---------- Exercise input

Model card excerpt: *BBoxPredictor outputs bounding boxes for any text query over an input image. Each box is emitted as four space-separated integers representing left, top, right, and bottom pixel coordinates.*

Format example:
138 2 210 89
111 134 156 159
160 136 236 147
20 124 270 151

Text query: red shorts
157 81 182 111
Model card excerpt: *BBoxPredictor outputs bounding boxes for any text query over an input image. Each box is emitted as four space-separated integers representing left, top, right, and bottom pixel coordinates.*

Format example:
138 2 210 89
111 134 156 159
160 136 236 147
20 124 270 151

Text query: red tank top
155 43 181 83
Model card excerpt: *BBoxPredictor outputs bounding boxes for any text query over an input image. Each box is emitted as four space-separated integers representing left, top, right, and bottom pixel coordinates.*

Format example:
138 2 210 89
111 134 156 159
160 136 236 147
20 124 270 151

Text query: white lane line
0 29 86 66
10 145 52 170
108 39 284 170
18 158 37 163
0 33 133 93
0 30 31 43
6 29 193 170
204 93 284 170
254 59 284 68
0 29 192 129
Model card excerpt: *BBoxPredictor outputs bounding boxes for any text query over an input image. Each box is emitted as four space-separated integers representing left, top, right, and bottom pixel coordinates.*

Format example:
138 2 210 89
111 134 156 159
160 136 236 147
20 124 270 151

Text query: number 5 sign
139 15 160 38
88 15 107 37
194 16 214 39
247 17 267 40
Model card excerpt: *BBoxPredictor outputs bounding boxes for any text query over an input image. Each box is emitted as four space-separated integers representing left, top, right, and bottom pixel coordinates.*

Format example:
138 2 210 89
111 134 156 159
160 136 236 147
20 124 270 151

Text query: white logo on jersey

--------------------

Render every line of the data above as a JSON list of strings, with one string per line and blank lines omitted.

## Answer to this problem
[
  "Model card excerpt: *BBoxPredictor outputs bounding boxes for any text query over an input image. Each box is emitted as four space-separated integers representing left, top, right, and bottom pixel coordinates.*",
  "Format example:",
  "138 2 210 89",
  "111 134 156 159",
  "160 136 236 147",
  "20 124 270 151",
  "Text query: red shorts",
  "157 81 182 111",
  "Model card excerpt: *BBoxPredictor outputs bounding boxes for any text query over an input image. Each box is emitted as four space-separated integers representing left, top, right, and bottom pixel coordinates.*",
  "Format example:",
  "138 2 210 89",
  "111 134 156 159",
  "160 136 236 147",
  "20 124 270 151",
  "Text query: red tank top",
  "155 43 181 83",
  "Model card excerpt: *BBoxPredictor outputs bounding boxes for any text query over an input image. Each box is emitted as four space-separated integers representing left, top, right, and bottom pixel coordinates.*",
  "Format example:",
  "138 2 210 89",
  "111 134 156 159",
  "160 136 236 147",
  "20 124 270 151",
  "Text query: white lane line",
  "0 29 86 66",
  "10 145 52 170",
  "108 39 284 170",
  "18 158 37 163",
  "0 33 133 93",
  "0 30 31 43",
  "6 29 193 170",
  "204 93 284 170",
  "254 59 284 68",
  "0 29 192 129",
  "Model card excerpt: *BBoxPredictor outputs bounding boxes for any text query over an input image. Each box is emitted as four space-separated integers representing left, top, right, and bottom pixel coordinates.*",
  "Format example:",
  "138 2 210 89",
  "111 134 156 159",
  "160 136 236 147",
  "20 124 270 151",
  "Text query: number 5 sign",
  "139 15 160 38",
  "88 15 107 37",
  "194 16 214 39",
  "247 17 267 40",
  "Model card excerpt: *BBoxPredictor outputs bounding boxes for any text query over an input image. Each box is emitted as four space-separated integers representing left, top, right, and bottom pixel coordinates.*",
  "Format example:",
  "138 2 210 89",
  "111 134 156 159",
  "160 136 236 147",
  "20 124 270 151",
  "Text query: white logo on jersey"
]